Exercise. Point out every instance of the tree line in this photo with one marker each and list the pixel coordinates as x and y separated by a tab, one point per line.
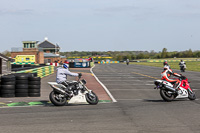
134	55
131	55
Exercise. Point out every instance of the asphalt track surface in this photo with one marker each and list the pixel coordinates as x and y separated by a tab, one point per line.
139	108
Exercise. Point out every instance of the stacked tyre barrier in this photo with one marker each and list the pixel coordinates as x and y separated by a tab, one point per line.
20	85
40	72
34	86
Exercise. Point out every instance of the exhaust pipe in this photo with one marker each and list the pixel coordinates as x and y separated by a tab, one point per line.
170	88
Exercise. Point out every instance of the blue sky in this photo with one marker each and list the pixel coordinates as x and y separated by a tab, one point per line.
102	25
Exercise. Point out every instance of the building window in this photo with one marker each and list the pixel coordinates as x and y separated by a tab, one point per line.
32	45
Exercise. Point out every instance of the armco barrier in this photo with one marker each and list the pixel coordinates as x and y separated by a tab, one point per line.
107	62
41	71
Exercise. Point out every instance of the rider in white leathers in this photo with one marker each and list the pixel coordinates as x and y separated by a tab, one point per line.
61	76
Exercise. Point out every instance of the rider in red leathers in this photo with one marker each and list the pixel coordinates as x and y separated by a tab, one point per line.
165	75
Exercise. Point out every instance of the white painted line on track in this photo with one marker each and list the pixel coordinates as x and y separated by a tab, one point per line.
108	92
130	99
131	89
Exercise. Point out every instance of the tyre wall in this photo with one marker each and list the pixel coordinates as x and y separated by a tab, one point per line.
20	85
40	72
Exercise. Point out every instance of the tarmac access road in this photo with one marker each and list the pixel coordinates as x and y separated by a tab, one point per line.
139	108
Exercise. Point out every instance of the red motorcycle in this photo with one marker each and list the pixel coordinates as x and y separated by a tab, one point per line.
168	93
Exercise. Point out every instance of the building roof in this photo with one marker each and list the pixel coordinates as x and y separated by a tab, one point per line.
50	55
4	57
47	44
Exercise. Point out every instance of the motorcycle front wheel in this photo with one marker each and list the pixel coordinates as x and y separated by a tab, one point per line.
166	95
57	99
191	95
92	98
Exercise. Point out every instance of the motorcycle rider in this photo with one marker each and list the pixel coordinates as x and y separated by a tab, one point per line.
165	75
182	65
61	77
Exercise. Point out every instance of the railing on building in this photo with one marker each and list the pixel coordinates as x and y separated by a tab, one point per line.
17	49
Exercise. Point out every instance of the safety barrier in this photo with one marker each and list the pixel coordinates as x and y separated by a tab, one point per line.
168	60
41	71
107	62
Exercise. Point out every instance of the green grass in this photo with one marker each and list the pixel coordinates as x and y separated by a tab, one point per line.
191	65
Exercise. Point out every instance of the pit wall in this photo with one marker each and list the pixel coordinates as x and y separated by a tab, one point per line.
41	71
107	62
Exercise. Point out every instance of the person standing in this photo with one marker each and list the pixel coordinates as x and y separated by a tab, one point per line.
127	61
182	66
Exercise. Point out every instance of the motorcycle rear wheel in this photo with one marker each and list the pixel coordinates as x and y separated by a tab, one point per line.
56	99
191	95
166	96
92	98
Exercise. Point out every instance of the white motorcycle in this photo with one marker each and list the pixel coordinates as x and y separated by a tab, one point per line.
168	93
59	97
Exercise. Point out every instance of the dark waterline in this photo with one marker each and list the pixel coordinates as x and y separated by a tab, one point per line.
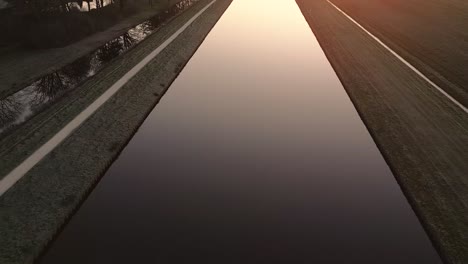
24	104
254	155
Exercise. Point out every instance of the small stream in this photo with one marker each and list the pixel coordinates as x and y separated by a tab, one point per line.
254	155
24	104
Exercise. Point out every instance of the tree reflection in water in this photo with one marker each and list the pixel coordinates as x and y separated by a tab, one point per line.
22	105
10	108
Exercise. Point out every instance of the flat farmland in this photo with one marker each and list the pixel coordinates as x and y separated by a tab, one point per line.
430	34
422	133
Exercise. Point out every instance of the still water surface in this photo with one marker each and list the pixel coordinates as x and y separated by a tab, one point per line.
254	155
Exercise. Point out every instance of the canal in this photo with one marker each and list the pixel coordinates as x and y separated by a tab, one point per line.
254	155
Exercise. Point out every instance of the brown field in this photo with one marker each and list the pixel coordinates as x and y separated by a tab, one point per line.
422	135
430	34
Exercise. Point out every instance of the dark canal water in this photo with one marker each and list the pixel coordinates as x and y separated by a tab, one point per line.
254	155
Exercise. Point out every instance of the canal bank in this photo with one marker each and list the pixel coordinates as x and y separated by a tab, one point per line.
254	155
422	134
35	208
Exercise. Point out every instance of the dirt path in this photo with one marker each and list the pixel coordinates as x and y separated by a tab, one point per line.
20	66
430	34
35	208
422	134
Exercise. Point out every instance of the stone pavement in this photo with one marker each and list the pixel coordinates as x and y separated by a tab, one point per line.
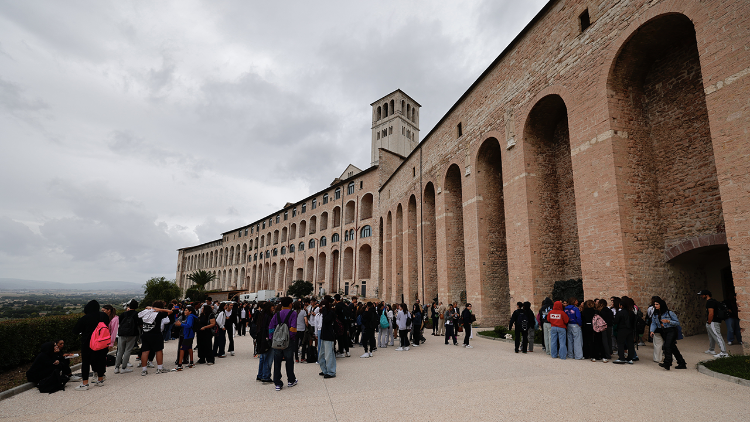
428	383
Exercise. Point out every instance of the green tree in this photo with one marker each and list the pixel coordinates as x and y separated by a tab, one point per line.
300	289
159	288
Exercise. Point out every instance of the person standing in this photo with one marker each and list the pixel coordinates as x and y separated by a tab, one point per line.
714	317
575	340
287	316
127	334
666	321
558	337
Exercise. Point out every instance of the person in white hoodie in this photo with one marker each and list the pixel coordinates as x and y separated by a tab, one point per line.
403	327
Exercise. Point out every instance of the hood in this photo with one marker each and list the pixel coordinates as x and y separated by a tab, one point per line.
91	308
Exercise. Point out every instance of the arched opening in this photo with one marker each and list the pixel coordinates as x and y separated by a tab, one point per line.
493	251
454	235
554	232
336	216
398	251
348	266
429	247
365	207
365	262
324	221
313	224
349	213
672	190
412	287
309	272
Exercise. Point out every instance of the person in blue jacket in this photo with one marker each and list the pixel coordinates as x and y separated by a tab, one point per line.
188	334
575	339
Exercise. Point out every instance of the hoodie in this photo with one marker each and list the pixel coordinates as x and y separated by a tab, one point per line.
574	315
557	317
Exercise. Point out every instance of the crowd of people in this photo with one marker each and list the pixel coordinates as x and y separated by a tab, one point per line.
288	331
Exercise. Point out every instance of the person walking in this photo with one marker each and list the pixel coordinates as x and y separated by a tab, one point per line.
666	321
558	336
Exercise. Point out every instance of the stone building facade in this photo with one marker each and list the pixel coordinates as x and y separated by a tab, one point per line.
607	142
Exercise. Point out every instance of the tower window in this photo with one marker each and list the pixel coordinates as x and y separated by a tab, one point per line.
585	20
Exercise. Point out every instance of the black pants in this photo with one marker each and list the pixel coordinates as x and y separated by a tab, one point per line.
522	339
205	350
93	360
625	341
230	335
670	347
286	356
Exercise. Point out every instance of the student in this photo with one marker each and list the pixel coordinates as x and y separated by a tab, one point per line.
207	322
468	317
127	334
287	316
666	321
188	334
714	317
90	359
152	339
558	337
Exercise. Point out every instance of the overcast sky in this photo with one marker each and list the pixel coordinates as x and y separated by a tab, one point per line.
132	129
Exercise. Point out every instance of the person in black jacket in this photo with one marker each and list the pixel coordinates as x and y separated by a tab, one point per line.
90	359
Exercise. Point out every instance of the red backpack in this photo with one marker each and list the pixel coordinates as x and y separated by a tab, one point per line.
101	337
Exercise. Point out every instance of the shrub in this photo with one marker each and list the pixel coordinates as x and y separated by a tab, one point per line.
22	338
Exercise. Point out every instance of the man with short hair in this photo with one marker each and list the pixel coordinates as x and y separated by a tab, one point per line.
714	317
289	317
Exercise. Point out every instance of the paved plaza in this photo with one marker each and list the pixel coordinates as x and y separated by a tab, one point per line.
429	383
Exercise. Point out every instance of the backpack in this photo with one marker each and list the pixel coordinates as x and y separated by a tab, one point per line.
128	325
281	337
598	324
100	338
384	320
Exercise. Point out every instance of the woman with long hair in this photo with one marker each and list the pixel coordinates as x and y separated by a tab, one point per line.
666	321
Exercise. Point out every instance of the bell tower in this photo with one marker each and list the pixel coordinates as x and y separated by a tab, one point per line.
395	124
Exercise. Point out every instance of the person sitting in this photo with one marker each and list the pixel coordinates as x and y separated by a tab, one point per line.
45	371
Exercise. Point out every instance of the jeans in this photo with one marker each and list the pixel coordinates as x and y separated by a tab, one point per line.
714	336
558	338
384	337
575	342
125	345
278	355
327	357
733	330
264	365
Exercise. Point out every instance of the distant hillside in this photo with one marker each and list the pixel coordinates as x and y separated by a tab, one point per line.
20	284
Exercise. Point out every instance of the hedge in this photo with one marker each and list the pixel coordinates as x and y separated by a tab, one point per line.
22	338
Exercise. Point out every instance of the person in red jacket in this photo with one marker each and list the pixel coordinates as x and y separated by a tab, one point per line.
558	335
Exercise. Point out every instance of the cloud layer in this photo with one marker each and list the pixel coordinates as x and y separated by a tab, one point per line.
131	129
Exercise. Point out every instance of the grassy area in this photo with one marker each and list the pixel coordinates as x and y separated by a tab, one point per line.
736	366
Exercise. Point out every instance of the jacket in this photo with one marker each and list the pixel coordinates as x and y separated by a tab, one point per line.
557	317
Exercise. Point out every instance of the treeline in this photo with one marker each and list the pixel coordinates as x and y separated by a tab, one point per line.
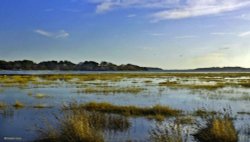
67	65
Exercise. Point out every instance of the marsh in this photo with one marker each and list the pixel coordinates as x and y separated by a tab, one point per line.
134	102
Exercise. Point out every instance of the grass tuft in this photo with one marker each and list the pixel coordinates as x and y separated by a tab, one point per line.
219	129
18	104
131	110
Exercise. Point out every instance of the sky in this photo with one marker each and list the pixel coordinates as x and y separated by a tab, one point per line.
170	34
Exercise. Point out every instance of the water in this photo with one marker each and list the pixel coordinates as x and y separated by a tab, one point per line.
22	123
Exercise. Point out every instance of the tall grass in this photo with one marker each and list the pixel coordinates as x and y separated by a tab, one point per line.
78	125
217	129
171	132
131	110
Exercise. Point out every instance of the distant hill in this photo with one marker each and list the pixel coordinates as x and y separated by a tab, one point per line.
67	65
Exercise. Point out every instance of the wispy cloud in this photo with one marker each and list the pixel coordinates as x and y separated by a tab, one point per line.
221	33
186	36
195	8
174	9
244	34
157	34
131	15
60	34
107	5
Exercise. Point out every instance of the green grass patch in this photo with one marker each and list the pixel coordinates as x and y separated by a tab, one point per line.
131	110
18	104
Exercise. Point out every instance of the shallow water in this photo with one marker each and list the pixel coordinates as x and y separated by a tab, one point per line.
22	122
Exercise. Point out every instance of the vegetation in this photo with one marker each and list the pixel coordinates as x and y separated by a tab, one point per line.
42	106
18	104
75	125
113	90
67	65
40	96
130	110
2	105
171	132
219	129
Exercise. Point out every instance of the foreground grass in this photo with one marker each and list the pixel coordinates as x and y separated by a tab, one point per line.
174	84
2	105
18	104
111	90
219	129
78	125
131	110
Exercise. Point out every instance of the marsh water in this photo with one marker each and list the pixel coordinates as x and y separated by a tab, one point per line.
21	124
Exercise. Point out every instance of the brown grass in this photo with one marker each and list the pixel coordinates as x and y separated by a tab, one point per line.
217	129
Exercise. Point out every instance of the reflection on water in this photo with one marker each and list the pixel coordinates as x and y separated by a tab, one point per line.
23	122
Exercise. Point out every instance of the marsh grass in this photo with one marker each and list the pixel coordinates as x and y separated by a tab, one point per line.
2	105
219	129
41	96
155	111
40	106
202	112
175	84
76	125
111	90
18	104
171	132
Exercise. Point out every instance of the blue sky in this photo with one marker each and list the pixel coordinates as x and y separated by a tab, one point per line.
171	34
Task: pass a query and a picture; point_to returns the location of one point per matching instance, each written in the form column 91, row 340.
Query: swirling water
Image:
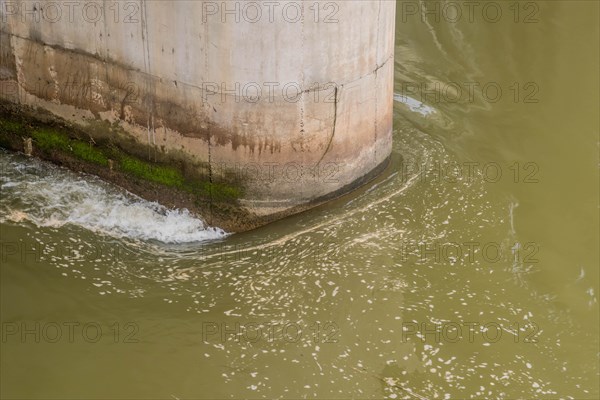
column 469, row 269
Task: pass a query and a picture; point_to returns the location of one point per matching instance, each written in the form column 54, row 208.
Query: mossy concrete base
column 171, row 183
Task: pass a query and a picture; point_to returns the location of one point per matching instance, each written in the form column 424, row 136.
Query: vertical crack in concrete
column 210, row 171
column 377, row 67
column 334, row 124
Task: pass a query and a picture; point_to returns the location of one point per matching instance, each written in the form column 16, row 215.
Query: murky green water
column 468, row 270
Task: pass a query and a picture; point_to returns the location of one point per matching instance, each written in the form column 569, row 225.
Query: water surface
column 469, row 269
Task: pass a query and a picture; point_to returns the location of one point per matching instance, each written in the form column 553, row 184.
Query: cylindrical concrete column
column 289, row 100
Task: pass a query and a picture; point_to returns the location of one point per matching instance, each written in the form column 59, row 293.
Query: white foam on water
column 414, row 104
column 54, row 197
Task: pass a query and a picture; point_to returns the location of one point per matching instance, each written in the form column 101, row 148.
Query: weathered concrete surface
column 294, row 104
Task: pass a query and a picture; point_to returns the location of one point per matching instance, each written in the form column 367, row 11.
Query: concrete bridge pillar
column 273, row 106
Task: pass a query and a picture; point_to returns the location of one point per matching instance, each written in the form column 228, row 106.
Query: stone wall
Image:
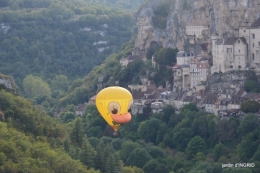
column 224, row 16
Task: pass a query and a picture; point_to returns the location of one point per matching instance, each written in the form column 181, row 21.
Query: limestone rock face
column 223, row 16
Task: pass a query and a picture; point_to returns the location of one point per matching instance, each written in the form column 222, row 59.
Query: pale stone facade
column 229, row 54
column 196, row 28
column 199, row 71
column 184, row 57
column 252, row 36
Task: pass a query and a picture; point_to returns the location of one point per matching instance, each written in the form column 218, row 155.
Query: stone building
column 252, row 36
column 184, row 57
column 196, row 28
column 199, row 72
column 229, row 54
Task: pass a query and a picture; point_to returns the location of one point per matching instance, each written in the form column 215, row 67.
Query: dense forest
column 50, row 47
column 191, row 141
column 47, row 38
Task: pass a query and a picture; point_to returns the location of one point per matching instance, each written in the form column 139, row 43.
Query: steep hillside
column 224, row 17
column 48, row 38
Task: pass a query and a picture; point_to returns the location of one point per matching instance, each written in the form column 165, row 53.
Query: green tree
column 35, row 86
column 251, row 86
column 247, row 147
column 150, row 166
column 60, row 82
column 127, row 148
column 197, row 144
column 218, row 150
column 77, row 133
column 191, row 107
column 147, row 130
column 138, row 158
column 66, row 144
column 250, row 106
column 86, row 155
column 248, row 124
column 156, row 152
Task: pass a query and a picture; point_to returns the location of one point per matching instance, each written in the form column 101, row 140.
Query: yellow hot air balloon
column 113, row 103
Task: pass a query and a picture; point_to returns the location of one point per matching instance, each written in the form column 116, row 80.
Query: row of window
column 194, row 27
column 197, row 74
column 196, row 78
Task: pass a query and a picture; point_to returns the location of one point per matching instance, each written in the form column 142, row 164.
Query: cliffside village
column 191, row 72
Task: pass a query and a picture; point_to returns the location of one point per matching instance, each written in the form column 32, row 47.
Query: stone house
column 226, row 114
column 229, row 54
column 196, row 28
column 252, row 36
column 209, row 102
column 199, row 72
column 221, row 104
column 80, row 109
column 184, row 57
column 125, row 61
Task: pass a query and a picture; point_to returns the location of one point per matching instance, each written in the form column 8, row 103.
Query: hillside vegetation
column 49, row 38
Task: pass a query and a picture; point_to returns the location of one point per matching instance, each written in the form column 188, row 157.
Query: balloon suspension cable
column 115, row 133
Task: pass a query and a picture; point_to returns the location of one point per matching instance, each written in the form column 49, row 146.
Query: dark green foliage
column 252, row 86
column 166, row 56
column 148, row 130
column 77, row 133
column 131, row 73
column 197, row 144
column 155, row 152
column 47, row 39
column 249, row 123
column 250, row 106
column 191, row 107
column 247, row 147
column 86, row 155
column 127, row 148
column 181, row 138
column 168, row 111
column 161, row 12
column 138, row 158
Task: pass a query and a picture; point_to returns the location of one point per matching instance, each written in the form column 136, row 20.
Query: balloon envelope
column 113, row 104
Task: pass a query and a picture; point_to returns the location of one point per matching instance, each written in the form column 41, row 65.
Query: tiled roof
column 251, row 96
column 188, row 99
column 230, row 40
column 197, row 23
column 256, row 23
column 210, row 98
column 81, row 107
column 133, row 57
column 202, row 65
column 137, row 95
column 243, row 40
column 219, row 41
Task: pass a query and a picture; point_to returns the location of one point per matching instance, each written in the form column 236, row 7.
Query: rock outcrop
column 223, row 16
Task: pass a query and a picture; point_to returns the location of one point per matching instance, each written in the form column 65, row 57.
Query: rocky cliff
column 7, row 82
column 223, row 16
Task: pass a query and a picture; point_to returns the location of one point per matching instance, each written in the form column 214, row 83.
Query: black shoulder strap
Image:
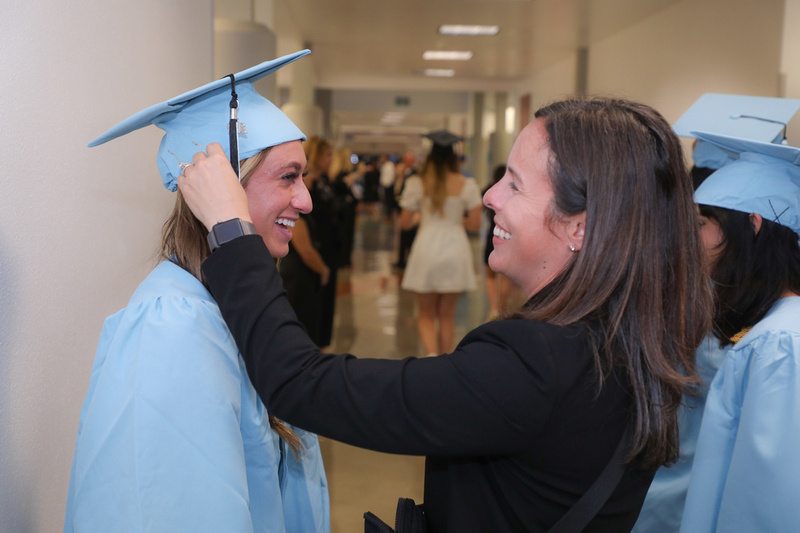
column 585, row 509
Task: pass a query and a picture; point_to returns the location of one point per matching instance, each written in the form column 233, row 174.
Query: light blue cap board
column 201, row 116
column 757, row 118
column 763, row 178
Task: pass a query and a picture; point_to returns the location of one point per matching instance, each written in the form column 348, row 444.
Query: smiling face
column 530, row 246
column 276, row 195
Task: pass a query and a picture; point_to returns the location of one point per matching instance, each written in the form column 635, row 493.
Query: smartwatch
column 223, row 232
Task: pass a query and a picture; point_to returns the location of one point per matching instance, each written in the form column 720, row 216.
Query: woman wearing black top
column 595, row 222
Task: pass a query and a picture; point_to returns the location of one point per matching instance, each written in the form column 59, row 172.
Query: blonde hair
column 440, row 163
column 183, row 241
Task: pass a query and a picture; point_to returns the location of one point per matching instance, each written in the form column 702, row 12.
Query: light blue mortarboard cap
column 757, row 118
column 201, row 116
column 764, row 178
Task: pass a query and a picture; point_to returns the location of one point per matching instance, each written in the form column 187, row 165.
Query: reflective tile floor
column 375, row 318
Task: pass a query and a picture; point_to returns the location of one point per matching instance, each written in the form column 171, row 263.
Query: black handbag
column 410, row 517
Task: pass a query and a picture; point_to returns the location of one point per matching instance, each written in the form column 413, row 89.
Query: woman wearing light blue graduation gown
column 756, row 118
column 746, row 473
column 172, row 435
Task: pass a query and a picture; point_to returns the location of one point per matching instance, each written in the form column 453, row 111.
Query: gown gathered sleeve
column 746, row 473
column 483, row 398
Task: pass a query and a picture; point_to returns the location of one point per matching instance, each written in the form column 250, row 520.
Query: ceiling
column 378, row 45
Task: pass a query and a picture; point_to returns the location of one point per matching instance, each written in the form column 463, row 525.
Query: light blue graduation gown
column 746, row 474
column 663, row 507
column 172, row 435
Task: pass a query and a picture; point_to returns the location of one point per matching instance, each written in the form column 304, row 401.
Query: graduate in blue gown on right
column 746, row 471
column 755, row 118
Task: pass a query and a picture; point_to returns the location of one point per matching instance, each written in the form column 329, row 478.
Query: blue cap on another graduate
column 764, row 178
column 757, row 118
column 202, row 116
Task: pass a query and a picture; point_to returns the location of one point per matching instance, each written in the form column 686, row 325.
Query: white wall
column 78, row 226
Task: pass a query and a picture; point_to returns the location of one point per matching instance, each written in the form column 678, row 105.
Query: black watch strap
column 223, row 232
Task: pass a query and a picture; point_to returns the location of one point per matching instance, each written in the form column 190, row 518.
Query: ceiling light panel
column 464, row 29
column 447, row 55
column 439, row 72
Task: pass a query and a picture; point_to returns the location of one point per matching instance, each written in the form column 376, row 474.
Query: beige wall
column 690, row 48
column 78, row 226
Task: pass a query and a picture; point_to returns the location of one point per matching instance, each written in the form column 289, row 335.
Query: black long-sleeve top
column 511, row 422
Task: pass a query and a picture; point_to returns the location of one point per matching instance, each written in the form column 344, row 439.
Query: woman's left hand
column 211, row 188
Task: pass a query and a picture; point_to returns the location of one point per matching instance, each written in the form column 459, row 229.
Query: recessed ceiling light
column 464, row 29
column 446, row 55
column 438, row 72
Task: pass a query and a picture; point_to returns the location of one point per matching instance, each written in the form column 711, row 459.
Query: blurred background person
column 446, row 205
column 388, row 176
column 343, row 176
column 405, row 169
column 372, row 184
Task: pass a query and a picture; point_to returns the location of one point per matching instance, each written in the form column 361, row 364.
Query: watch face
column 228, row 230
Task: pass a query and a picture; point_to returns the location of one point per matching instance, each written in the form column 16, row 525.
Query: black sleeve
column 491, row 396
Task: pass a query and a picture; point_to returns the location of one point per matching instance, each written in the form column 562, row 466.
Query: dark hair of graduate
column 752, row 271
column 639, row 274
column 184, row 242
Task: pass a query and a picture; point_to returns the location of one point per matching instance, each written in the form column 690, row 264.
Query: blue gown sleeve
column 159, row 446
column 746, row 474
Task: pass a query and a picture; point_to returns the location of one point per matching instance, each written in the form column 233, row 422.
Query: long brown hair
column 640, row 271
column 440, row 163
column 183, row 241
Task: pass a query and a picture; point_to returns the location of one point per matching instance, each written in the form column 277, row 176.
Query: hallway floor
column 375, row 318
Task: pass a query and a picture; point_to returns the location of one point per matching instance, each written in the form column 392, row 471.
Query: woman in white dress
column 440, row 266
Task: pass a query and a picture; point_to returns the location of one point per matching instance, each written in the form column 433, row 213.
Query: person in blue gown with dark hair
column 746, row 472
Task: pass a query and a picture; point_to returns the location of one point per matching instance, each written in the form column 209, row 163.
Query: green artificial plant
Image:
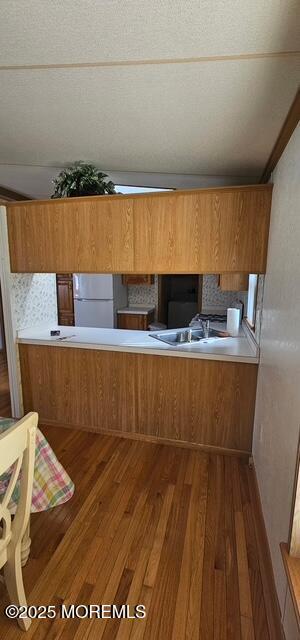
column 82, row 179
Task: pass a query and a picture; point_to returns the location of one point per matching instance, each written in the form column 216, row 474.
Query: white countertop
column 240, row 349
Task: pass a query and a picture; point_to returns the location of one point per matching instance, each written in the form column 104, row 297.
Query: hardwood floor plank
column 187, row 612
column 175, row 530
column 232, row 585
column 211, row 550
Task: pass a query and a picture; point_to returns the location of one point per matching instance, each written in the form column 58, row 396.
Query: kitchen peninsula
column 127, row 383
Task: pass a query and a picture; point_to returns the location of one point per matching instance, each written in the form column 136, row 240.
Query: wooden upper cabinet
column 206, row 231
column 199, row 231
column 76, row 235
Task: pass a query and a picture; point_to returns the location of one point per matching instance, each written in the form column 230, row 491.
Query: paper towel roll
column 233, row 321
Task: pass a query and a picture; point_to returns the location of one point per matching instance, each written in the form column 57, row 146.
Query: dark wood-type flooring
column 174, row 529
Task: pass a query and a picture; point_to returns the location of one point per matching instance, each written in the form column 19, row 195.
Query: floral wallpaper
column 259, row 306
column 214, row 298
column 33, row 298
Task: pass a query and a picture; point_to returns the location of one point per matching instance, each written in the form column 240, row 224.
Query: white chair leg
column 25, row 545
column 14, row 583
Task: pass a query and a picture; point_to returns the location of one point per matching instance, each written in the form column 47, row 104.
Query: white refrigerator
column 97, row 298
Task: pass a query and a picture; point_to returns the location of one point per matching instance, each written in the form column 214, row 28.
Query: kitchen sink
column 186, row 335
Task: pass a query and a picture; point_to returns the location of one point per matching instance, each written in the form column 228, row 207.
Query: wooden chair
column 17, row 448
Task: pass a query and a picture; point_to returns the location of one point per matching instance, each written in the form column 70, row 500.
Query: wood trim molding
column 9, row 324
column 141, row 437
column 151, row 61
column 9, row 194
column 289, row 126
column 178, row 193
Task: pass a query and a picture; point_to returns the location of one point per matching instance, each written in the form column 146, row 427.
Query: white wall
column 277, row 416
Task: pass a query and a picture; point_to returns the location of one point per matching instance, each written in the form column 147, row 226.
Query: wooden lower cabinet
column 175, row 399
column 137, row 321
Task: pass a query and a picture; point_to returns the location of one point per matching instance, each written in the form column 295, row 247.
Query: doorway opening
column 5, row 403
column 179, row 299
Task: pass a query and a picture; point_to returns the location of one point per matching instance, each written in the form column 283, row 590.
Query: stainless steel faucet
column 196, row 321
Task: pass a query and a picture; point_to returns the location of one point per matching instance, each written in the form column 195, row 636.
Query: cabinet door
column 137, row 279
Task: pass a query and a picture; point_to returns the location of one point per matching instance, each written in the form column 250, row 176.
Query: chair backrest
column 17, row 454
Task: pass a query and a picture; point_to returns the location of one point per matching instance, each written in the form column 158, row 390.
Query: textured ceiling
column 75, row 31
column 154, row 98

___

For the listing above, print only the lines starting at the line containing "Query: pale stone facade" and ending at the line containing "165, row 53.", exactly, both included.

Query: pale stone facade
column 229, row 54
column 196, row 28
column 199, row 71
column 184, row 57
column 252, row 36
Task: pass a query and a picture; point_to returns the location of one point per matching instance, each written in the form column 218, row 155.
Query: stone building
column 252, row 36
column 184, row 57
column 196, row 28
column 199, row 72
column 229, row 54
Task: pass a query and a picture; point_to returns the location of one point per matching instance, each written in the form column 215, row 67.
Query: dense forest
column 50, row 47
column 191, row 141
column 47, row 38
Task: pass a query and a picture; point_to returns the location of one point per matching instance, each written in the form column 139, row 43.
Query: steep hillside
column 224, row 17
column 48, row 38
Task: pass a query and a picture; point_to returns the location of one point per matching instance, each written in the form column 165, row 53.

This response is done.